WHAT IS EXPECTED:
Convert every line of the records below into a JSON list of strings, one string per line, skipping blank lines. Leave the pictures out.

START DATA FOR THIS TASK

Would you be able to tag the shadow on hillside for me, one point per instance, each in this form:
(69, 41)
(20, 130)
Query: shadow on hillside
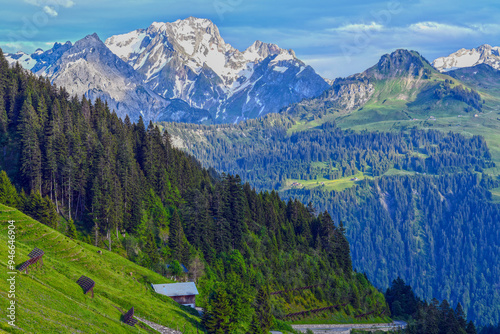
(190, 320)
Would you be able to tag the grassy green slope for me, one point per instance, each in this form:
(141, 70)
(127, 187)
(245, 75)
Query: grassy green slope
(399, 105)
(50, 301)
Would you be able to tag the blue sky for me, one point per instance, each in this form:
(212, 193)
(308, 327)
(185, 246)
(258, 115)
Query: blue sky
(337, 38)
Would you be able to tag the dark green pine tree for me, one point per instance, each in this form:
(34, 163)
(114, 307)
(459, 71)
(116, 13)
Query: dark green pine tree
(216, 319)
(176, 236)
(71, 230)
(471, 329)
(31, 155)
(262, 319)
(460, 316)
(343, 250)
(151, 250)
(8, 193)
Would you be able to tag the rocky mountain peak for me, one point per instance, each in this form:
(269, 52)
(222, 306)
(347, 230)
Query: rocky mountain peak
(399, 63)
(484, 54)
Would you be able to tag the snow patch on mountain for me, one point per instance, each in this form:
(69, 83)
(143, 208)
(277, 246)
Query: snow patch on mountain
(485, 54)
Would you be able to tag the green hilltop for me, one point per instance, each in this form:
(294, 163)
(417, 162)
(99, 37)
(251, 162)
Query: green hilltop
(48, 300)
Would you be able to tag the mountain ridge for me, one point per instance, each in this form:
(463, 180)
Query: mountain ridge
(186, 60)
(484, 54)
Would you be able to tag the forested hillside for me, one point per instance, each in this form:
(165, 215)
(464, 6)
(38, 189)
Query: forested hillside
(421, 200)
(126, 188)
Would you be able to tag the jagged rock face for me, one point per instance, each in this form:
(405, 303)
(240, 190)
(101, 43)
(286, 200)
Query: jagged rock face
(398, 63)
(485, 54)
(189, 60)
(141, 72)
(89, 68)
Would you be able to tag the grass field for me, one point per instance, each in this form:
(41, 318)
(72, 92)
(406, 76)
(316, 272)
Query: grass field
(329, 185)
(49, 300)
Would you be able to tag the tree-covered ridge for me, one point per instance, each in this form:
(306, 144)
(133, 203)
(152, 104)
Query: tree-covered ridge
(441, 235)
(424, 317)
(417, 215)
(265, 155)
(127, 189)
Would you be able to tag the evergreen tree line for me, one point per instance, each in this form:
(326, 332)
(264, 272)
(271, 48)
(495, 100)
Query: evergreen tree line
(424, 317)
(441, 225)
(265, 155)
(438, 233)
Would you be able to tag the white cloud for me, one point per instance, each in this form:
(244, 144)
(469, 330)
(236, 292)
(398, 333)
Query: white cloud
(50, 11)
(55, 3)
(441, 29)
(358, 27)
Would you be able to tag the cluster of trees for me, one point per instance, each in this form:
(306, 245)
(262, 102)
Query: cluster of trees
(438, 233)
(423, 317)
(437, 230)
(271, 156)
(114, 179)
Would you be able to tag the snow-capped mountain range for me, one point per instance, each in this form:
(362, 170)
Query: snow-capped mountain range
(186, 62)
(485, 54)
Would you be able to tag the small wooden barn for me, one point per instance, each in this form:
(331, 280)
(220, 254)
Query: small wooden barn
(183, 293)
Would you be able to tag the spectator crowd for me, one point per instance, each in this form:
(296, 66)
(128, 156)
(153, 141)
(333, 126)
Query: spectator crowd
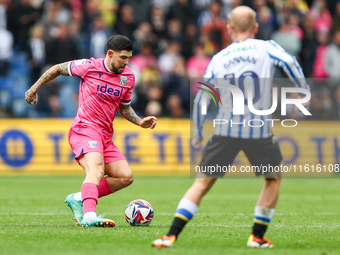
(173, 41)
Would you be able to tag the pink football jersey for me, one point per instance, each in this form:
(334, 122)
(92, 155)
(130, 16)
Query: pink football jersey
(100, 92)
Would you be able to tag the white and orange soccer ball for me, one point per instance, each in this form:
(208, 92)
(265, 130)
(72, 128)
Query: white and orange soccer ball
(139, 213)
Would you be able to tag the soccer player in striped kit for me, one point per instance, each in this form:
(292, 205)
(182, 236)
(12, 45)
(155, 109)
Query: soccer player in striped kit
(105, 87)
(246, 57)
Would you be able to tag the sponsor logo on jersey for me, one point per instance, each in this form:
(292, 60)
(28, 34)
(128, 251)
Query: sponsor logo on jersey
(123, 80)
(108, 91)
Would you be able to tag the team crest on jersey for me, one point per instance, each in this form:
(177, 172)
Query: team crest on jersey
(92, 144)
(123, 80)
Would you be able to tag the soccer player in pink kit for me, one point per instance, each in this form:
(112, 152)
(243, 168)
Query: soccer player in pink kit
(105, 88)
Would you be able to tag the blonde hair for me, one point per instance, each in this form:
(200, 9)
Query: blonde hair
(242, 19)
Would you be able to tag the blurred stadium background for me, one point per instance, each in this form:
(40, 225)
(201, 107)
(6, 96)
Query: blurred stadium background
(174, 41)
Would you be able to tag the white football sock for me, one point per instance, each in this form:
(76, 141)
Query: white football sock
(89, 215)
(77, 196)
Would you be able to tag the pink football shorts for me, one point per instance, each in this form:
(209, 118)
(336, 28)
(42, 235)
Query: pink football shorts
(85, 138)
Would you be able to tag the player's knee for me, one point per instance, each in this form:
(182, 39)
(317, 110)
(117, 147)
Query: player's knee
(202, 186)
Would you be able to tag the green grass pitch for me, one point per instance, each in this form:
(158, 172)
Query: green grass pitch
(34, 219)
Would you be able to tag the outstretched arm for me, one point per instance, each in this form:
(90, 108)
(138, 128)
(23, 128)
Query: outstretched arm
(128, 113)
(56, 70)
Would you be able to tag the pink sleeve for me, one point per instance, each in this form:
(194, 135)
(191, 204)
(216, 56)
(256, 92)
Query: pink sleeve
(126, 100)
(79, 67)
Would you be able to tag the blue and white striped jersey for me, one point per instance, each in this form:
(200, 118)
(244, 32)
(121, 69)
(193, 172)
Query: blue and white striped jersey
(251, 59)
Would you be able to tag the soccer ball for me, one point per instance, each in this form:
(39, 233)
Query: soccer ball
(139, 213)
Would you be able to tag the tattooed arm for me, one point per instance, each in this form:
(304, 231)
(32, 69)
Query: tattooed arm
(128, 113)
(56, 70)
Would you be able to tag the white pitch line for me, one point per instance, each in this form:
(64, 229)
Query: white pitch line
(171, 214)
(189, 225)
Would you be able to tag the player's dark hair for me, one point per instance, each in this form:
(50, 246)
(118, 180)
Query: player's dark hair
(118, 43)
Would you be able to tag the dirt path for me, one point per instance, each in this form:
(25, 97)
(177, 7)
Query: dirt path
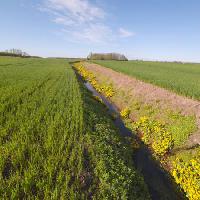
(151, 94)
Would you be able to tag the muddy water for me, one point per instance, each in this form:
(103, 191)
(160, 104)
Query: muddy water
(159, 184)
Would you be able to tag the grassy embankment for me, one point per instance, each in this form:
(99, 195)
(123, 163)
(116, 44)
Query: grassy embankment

END DATA FOR THIS TASK

THE ANSWER:
[
  "Would you be able to tag the shadow on hillside for me, one point per instance, each in this form:",
  "(69, 41)",
  "(20, 130)",
  "Query: shadow on hillside",
  "(190, 320)",
  "Would you be able to tag the grassy green slope for me, one point per instance, each in this form:",
  "(141, 70)",
  "(127, 187)",
  "(245, 75)",
  "Query: grassy green slope",
  "(399, 105)",
  "(50, 301)",
  "Would you be able to tag the blue sky for me, one point per instance, each in this form:",
  "(212, 193)",
  "(308, 327)",
  "(185, 246)",
  "(258, 115)",
  "Query: blue sky",
  "(337, 38)",
  "Would you be able to tag the dark green pine tree for me, one point per instance, each in this form:",
  "(34, 163)",
  "(114, 307)",
  "(459, 71)",
  "(116, 13)",
  "Query: dark green pine tree",
  "(216, 319)",
  "(176, 236)",
  "(71, 230)",
  "(471, 329)",
  "(31, 155)",
  "(262, 319)",
  "(460, 316)",
  "(343, 250)",
  "(151, 250)",
  "(8, 193)",
  "Would you be able to tag the rocky mountain peak for me, one point per instance, each in this form:",
  "(269, 52)",
  "(222, 306)",
  "(347, 230)",
  "Query: rocky mountain peak",
  "(399, 63)",
  "(484, 54)",
  "Would you be able to tag the snow patch on mountain for me, one point per instance, each in this form:",
  "(69, 83)",
  "(143, 208)",
  "(277, 246)",
  "Query: snow patch on mountain",
  "(485, 54)",
  "Would you be able to tag the green hilltop for me, one point per instance, each in this form:",
  "(294, 163)",
  "(417, 162)",
  "(99, 37)",
  "(251, 162)",
  "Query: green hilltop",
  "(48, 300)",
  "Would you be able to tag the mountain ridge for me, one point per instance, each in this form:",
  "(463, 180)",
  "Query: mountain ridge",
  "(186, 60)",
  "(484, 54)",
  "Would you be able to tag the forested hillside for me, one point per instance, each in this form:",
  "(165, 215)",
  "(464, 6)",
  "(38, 189)",
  "Query: forested hillside",
  "(421, 200)",
  "(126, 188)",
  "Would you be able to tag the jagged rock face for me, one point per instance, each in this form:",
  "(405, 303)",
  "(240, 190)",
  "(101, 43)",
  "(286, 200)",
  "Query: jagged rock face",
  "(398, 63)",
  "(485, 54)",
  "(189, 60)",
  "(141, 72)",
  "(89, 68)",
  "Would you be able to tag the grass field for me, one point per instance, each in this form:",
  "(41, 318)",
  "(72, 92)",
  "(406, 76)",
  "(316, 272)",
  "Query: grass field",
  "(329, 185)",
  "(49, 300)",
  "Would you be able to tag the tree-covered ridge for me, one point per instance, each in this form:",
  "(306, 144)",
  "(133, 203)",
  "(152, 104)",
  "Query: tree-covered ridge",
  "(441, 235)",
  "(424, 317)",
  "(417, 215)",
  "(265, 155)",
  "(127, 189)",
  "Would you be able to tag the evergreen tree line for me, one point per instance, each in this form:",
  "(326, 332)",
  "(264, 272)",
  "(271, 48)",
  "(495, 100)",
  "Query: evergreen tree line",
  "(424, 317)",
  "(441, 225)",
  "(265, 155)",
  "(438, 233)",
  "Would you be able to tag the white cloud for me, one point per instance, each in this form:",
  "(244, 144)",
  "(469, 330)",
  "(236, 292)",
  "(398, 333)",
  "Query: white cloud",
  "(50, 11)",
  "(55, 3)",
  "(441, 29)",
  "(358, 27)",
  "Would you be able to tag the cluster of trees for me, one point per instance, each in this form:",
  "(306, 245)",
  "(262, 102)",
  "Query: cluster of trees",
  "(438, 233)",
  "(423, 317)",
  "(437, 230)",
  "(271, 156)",
  "(114, 179)",
  "Would you be able to tag the snow-capped mountain range for me, one point per instance, each in this form:",
  "(362, 170)",
  "Query: snow-capped mountain range",
  "(186, 62)",
  "(485, 54)",
  "Would you be able to tag the small wooden barn for me, one point per instance, each in this form:",
  "(331, 280)",
  "(220, 254)",
  "Query: small wooden barn",
  "(183, 293)",
  "Would you be able to tag the spectator crowd for me, one point per instance, each in this form:",
  "(296, 66)",
  "(128, 156)",
  "(153, 141)",
  "(333, 126)",
  "Query: spectator crowd",
  "(173, 41)",
  "Would you be able to tag the pink football jersey for me, one point per instance, each in this form:",
  "(334, 122)",
  "(92, 155)",
  "(130, 16)",
  "Query: pink football jersey",
  "(100, 92)",
  "Would you be able to tag the white and orange soccer ball for me, one point per instance, each in this form:",
  "(208, 92)",
  "(265, 130)",
  "(72, 128)",
  "Query: white and orange soccer ball",
  "(139, 213)",
  "Would you be able to tag the soccer player in striped kit for me, one point per instance, each in this form:",
  "(292, 205)",
  "(182, 236)",
  "(12, 45)",
  "(155, 109)",
  "Query: soccer player in striped kit",
  "(105, 87)",
  "(246, 57)",
  "Would you be able to tag the sponsor logo on jersey for me, one point per instance, each in this form:",
  "(292, 60)",
  "(28, 34)",
  "(128, 251)",
  "Query: sponsor logo on jersey",
  "(123, 80)",
  "(108, 91)",
  "Would you be able to tag the team crest on jersey for me, one point per instance, each in this form:",
  "(177, 172)",
  "Query: team crest on jersey",
  "(92, 144)",
  "(123, 80)",
  "Would you be able to tag the soccer player in pink kit for me, one point per instance, each in this form:",
  "(112, 152)",
  "(243, 168)",
  "Query: soccer player in pink kit",
  "(105, 88)",
  "Would you be able to tag the blonde hair for me, one point per instance, each in this form:",
  "(200, 9)",
  "Query: blonde hair",
  "(242, 19)",
  "Would you be able to tag the blurred stadium background for me, one point per instance, each in this form:",
  "(40, 225)",
  "(201, 107)",
  "(6, 96)",
  "Query: blurred stadium background",
  "(174, 41)",
  "Would you be able to tag the white football sock for me, one point per instance, each in this form:",
  "(76, 141)",
  "Query: white football sock",
  "(89, 215)",
  "(77, 196)",
  "Would you be able to tag the pink football shorts for me, one point per instance, each in this form:",
  "(209, 118)",
  "(336, 28)",
  "(42, 235)",
  "Query: pink football shorts",
  "(85, 138)",
  "Would you be able to tag the player's knee for me, one point per instance, each in this form:",
  "(182, 39)",
  "(317, 110)",
  "(117, 147)",
  "Query: player's knee",
  "(202, 186)",
  "Would you be able to tag the green grass pitch for me, one point per instance, each in this form:",
  "(158, 172)",
  "Query: green grass pitch",
  "(34, 219)",
  "Would you be able to tag the outstretched arm for me, one point per instance, each in this form:",
  "(90, 108)",
  "(138, 128)",
  "(23, 128)",
  "Query: outstretched arm",
  "(128, 113)",
  "(56, 70)",
  "Would you be able to tag the pink sleeve for me, one point per instance, each in this form:",
  "(194, 135)",
  "(191, 204)",
  "(216, 56)",
  "(256, 92)",
  "Query: pink sleeve",
  "(126, 100)",
  "(79, 67)",
  "Would you be able to tag the blue and white striped jersey for me, one point per instance, each in this form:",
  "(200, 118)",
  "(244, 32)",
  "(121, 69)",
  "(193, 172)",
  "Query: blue and white striped jersey",
  "(251, 59)",
  "Would you be able to tag the soccer ball for me, one point per instance, each in this form:",
  "(39, 233)",
  "Query: soccer ball",
  "(139, 213)",
  "Would you be able to tag the tattooed arm for me, one point per instance, each in this form:",
  "(304, 231)",
  "(32, 69)",
  "Query: tattooed arm",
  "(128, 113)",
  "(56, 70)",
  "Would you be able to tag the white pitch line for me, one point per instance, each in this form:",
  "(64, 229)",
  "Query: white pitch line",
  "(171, 214)",
  "(189, 225)",
  "Would you be able to tag the player's dark hair for me, one point per instance, each in this form:",
  "(50, 246)",
  "(118, 180)",
  "Query: player's dark hair",
  "(118, 43)",
  "Would you be able to tag the dirt path for me, one point per instance, each in this form:",
  "(25, 97)",
  "(177, 7)",
  "Query: dirt path",
  "(151, 94)",
  "Would you be able to tag the muddy water for me, one point per instance, each in this form:",
  "(103, 191)",
  "(160, 104)",
  "Query: muddy water",
  "(159, 184)",
  "Would you be able to tag the grassy embankment for me, one point per instance, each in this form:",
  "(99, 195)",
  "(123, 163)",
  "(116, 44)",
  "Query: grassy embankment"
]